- [PASSAGE TO READ]
★ ★ ★

In his turn, Nicole Oresme showed that the reasons proposed by the physics of Aristotle against the movement of the earth were not valid and adduced the argument of simplicity for the theory that the earth moves, and not the heavens. In the whole of his argument in favor of the earth's motion Oresme is both more explicit and much clearer than that given two centuries latter by Copernicus. He was also the first to assume that color and light are of the same nature and the discoverer of the curvature of light through atmospheric refraction; even though, up to now, the credit for this latter achievement has been given to Hooke.

The historian of science Ronald Numbers notes that the modern scientific assumption of methodological naturalism can be also traced back to the work of these medieval thinkers:

By the late Middle Ages the search for natural causes had come to typify the work of Christian natural philosophers. Although characteristically leaving the door open for the possibility of direct divine intervention, they frequently expressed contempt for soft-minded contemporaries who invoked miracles rather than searching for natural explanations. The University of Paris cleric Jean Buridan (a. 1295-ca. 1358), described as "perhaps the most brilliant arts master of the Middle Ages," contrasted the philosopher’s search for "appropriate natural causes" with the common folk’s erroneous habit of attributing unusual astronomical phenomena to the supernatural. In the fourteenth century the natural philosopher Nicole Oresme (ca. 1320-82), who went on to become a Roman Catholic bishop, admonished that, in discussing various marvels of nature, "there is no reason to take recourse to the heavens, the last refuge of the weak, or demons, or to our glorious God as if He would produce these effects directly, more so than those effects whose causes we believe are well known to us." [10]

However, a series of events that would be known as the Crisis of the Late Middle Ages was under its way. When came the Black Death of 1348, it sealed a sudden end to the previous period of massive scientific change. The plague killed a third of the people in Europe, especially in the crowded conditions of the towns, where the heart of innovations lay. Recurrences of the plague and other disasters caused a continuing decline of population for a century.

[edit] Renaissance of the 15th century

See also: History of science in the Renaissance

The 15th century saw the beginning of the cultural movement of the Renaissance.

The rediscovery of ancient texts was accelerated after the Fall of Constantinople, in 1453, when many Byzantine scholars had to seek refuge in the West, particularly Italy. Also, the invention of printing was to have great effect on European society: the facilitated dissemination of the printed word democratized learning and allowed a faster propagation of new ideas.

★ ★ ★

- [RECORD EXTRACTS]
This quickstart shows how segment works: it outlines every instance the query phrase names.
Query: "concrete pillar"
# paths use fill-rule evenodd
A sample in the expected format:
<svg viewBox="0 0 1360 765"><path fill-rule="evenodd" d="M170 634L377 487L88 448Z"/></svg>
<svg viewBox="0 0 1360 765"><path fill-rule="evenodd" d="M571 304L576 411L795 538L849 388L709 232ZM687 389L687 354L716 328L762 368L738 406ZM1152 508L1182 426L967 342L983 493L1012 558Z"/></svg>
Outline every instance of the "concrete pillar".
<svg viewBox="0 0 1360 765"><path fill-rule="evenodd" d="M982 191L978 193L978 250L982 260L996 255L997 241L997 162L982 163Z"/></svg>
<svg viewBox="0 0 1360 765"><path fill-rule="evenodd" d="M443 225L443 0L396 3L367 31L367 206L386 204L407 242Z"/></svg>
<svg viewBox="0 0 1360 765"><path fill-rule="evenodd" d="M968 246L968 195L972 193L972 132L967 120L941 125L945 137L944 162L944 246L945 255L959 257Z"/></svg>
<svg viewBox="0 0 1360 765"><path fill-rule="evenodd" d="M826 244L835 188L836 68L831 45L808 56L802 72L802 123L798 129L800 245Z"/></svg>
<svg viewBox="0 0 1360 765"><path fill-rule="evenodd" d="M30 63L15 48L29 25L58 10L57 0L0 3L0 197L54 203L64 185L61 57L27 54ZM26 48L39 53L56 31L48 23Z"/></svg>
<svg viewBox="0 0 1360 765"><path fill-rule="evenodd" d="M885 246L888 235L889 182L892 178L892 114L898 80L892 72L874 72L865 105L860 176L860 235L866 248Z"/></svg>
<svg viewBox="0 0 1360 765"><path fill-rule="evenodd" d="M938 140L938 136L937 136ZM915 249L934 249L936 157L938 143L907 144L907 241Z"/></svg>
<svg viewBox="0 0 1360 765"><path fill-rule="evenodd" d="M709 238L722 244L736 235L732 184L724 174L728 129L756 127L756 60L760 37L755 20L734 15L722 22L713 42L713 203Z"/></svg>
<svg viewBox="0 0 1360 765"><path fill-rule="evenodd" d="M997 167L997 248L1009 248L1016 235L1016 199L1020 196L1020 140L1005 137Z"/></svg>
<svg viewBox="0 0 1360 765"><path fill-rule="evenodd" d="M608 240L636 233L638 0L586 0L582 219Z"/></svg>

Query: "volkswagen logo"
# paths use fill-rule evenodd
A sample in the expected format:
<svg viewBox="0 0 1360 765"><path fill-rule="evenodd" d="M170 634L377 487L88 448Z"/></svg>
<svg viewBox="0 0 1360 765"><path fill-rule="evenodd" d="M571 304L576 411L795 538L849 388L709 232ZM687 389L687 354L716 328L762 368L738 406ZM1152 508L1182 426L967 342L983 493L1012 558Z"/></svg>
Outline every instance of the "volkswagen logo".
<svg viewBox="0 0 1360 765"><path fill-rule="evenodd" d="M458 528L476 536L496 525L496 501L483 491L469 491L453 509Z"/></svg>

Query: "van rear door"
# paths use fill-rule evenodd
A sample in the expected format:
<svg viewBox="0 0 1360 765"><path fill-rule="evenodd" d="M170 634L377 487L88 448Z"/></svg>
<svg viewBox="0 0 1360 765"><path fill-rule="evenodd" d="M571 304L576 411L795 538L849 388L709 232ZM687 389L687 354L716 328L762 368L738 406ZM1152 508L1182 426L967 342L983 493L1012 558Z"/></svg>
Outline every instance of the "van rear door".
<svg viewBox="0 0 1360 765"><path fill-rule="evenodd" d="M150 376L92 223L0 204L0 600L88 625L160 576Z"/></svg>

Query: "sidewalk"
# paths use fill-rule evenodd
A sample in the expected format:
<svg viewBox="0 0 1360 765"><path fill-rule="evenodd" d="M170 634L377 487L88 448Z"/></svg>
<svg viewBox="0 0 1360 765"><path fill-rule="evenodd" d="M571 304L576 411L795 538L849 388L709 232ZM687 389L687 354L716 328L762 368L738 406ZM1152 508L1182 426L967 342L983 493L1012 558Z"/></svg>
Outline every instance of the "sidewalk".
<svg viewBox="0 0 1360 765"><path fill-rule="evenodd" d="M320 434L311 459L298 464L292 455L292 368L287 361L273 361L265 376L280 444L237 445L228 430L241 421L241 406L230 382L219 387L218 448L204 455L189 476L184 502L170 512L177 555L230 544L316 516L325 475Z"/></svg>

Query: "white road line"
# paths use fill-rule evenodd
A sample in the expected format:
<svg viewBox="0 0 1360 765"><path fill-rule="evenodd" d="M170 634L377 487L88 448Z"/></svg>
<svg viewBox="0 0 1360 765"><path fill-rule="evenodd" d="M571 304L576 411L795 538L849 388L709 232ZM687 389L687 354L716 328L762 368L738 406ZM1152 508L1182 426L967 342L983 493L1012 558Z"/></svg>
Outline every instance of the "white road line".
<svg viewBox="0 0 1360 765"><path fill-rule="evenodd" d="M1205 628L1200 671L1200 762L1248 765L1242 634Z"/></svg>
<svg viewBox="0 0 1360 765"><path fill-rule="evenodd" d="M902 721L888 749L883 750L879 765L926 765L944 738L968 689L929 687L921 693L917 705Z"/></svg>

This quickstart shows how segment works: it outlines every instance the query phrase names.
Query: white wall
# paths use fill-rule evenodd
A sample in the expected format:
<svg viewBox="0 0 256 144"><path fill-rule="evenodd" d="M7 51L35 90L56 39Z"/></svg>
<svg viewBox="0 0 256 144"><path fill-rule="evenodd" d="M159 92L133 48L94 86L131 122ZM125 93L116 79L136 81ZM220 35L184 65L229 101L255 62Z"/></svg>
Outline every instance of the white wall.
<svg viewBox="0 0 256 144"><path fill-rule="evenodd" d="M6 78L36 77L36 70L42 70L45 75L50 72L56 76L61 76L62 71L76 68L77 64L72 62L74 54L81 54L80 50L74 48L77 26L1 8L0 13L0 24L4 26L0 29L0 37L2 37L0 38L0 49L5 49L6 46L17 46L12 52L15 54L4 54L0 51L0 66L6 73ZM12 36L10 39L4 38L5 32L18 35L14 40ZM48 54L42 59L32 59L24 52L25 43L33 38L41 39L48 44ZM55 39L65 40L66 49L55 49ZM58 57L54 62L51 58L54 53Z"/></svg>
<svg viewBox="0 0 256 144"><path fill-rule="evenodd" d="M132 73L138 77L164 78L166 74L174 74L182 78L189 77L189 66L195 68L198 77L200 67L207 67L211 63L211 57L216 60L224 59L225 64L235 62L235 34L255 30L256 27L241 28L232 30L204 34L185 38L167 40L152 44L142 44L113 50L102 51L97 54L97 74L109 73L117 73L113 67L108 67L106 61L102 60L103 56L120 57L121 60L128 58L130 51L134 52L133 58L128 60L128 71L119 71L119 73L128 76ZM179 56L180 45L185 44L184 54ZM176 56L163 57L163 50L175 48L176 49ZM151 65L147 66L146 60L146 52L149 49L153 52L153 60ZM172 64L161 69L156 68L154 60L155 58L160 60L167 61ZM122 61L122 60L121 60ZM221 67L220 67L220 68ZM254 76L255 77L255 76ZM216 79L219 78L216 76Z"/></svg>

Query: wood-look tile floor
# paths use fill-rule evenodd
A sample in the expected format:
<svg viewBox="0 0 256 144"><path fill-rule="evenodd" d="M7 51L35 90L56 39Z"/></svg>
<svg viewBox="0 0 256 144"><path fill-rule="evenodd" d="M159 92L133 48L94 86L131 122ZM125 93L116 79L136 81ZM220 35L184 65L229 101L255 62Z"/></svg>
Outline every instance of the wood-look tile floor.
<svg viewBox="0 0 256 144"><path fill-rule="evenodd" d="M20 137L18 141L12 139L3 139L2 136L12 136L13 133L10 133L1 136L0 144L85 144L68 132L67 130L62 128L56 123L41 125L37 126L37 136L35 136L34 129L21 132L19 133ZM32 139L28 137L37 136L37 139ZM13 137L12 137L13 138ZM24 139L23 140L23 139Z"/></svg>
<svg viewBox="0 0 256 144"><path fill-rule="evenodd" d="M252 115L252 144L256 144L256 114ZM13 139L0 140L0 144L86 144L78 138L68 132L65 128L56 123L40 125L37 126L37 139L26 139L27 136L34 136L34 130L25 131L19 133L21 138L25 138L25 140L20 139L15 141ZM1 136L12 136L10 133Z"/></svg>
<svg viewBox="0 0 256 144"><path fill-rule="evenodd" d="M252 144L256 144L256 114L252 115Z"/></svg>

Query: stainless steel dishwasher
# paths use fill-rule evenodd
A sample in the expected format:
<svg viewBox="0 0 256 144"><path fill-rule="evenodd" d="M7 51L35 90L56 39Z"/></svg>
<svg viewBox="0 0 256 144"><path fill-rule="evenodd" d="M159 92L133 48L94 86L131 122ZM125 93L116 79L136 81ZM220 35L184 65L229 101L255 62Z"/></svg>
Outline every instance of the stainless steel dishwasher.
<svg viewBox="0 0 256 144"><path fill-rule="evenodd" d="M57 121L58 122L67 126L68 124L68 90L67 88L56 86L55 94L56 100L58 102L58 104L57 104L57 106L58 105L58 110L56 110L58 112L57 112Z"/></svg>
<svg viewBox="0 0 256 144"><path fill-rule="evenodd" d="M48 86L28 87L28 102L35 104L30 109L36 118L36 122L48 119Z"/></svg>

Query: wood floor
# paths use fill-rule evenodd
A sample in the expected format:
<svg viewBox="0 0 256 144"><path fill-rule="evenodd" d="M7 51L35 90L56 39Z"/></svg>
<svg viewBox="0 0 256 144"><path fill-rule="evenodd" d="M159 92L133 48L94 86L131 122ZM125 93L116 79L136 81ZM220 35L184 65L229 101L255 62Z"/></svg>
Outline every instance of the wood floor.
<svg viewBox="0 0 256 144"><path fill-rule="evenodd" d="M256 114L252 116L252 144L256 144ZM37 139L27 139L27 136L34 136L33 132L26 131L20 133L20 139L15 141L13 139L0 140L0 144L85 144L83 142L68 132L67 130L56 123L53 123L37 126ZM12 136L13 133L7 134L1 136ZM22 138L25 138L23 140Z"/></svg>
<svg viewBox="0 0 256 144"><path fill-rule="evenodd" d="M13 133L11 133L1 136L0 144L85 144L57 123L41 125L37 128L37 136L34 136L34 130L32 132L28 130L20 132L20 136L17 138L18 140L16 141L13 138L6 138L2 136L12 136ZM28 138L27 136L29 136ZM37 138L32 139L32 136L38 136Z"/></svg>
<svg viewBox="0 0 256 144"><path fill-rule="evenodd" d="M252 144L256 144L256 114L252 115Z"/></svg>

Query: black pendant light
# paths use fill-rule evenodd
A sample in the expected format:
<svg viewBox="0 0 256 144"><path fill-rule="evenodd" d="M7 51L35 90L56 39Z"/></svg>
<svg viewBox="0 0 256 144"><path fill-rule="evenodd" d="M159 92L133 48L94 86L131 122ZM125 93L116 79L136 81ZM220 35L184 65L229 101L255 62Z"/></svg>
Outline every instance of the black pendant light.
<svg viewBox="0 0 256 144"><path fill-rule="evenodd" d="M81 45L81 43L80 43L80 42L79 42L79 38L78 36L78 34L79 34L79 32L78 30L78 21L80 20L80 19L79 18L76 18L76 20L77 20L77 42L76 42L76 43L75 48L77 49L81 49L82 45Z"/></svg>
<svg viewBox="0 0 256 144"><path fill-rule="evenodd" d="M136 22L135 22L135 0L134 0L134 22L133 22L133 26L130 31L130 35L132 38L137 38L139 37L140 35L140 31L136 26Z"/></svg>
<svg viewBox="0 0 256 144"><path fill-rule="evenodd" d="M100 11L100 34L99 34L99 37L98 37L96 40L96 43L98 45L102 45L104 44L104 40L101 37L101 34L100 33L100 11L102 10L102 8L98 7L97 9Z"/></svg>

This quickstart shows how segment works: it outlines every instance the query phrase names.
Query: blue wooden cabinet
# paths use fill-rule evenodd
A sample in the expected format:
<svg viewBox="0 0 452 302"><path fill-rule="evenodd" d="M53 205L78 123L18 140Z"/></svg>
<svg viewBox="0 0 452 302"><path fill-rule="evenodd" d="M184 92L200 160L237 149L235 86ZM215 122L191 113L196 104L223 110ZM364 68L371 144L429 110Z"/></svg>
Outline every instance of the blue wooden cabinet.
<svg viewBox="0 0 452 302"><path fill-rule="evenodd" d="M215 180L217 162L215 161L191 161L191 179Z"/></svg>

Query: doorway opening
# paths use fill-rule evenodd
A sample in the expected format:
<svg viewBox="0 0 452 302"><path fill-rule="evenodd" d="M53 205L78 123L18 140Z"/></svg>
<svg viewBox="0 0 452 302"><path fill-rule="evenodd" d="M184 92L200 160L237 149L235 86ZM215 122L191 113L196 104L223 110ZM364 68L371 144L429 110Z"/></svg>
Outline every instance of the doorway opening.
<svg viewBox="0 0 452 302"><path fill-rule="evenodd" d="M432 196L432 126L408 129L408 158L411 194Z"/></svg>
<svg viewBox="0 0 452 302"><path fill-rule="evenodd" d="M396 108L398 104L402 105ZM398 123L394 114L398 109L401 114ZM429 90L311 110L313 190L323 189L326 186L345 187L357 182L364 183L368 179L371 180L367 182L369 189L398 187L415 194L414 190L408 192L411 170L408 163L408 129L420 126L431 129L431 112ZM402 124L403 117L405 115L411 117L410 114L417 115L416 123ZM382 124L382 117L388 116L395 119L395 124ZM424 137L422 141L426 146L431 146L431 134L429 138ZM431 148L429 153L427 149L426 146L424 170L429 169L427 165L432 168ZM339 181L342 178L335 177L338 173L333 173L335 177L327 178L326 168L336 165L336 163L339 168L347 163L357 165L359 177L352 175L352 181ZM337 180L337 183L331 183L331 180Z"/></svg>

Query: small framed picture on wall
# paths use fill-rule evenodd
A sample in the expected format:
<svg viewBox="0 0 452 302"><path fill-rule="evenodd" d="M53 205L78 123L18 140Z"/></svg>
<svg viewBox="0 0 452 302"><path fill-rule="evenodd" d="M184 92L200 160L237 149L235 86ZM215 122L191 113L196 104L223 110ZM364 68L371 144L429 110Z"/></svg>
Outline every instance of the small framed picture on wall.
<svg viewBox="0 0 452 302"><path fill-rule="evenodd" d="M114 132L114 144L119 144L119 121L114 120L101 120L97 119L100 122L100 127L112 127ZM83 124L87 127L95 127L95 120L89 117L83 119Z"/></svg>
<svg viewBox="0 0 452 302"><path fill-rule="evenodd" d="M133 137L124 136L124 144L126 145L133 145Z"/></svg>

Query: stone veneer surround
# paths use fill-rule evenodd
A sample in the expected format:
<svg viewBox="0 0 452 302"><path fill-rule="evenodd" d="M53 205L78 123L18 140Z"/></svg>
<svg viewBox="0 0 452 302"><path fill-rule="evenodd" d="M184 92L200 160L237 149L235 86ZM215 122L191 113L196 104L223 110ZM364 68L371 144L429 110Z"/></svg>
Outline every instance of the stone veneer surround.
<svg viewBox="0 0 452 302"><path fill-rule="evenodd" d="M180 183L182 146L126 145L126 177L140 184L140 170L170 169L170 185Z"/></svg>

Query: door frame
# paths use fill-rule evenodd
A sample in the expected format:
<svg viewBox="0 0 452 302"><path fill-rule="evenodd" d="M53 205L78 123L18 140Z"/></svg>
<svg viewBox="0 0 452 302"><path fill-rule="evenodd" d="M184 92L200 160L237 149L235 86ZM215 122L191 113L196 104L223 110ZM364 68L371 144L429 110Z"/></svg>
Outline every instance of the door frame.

★ ★ ★

- [ACTIVITIES]
a. Could you reproduce the passage on medieval science starting at "However, a series" and ending at "for a century.", swapping "Black Death" for "Great Pestilence"?
b. In the passage on medieval science, what share of Europe's people did the plague kill?
c. Do these statements agree with the passage on medieval science? Answer yes or no for each, quoting the deciding words. (i) Jean Buridan was a cleric at the University of Paris. (ii) Nicole Oresme later became a Roman Catholic bishop. (iii) Credit for discovering the curvature of light through atmospheric refraction has so far been given to Copernicus.
The records are separate material, unrelated to the passage on medieval science.

- [ANSWERS FOR EACH ITEM]
a.
However, a series of events that would be known as the Crisis of the Late Middle Ages was under its way. When came the Great Pestilence of 1348, it sealed a sudden end to the previous period of massive scientific change. The plague killed a third of the people in Europe, especially in the crowded conditions of the towns, where the heart of innovations lay. Recurrences of the plague and other disasters caused a continuing decline of population for a century.

b. A third of the people in Europe.

c.
(i) Yes: "The University of Paris cleric Jean Buridan"
(ii) Yes: "who went on to become a Roman Catholic bishop"
(iii) No: "the credit for this latter achievement has been given to Hooke"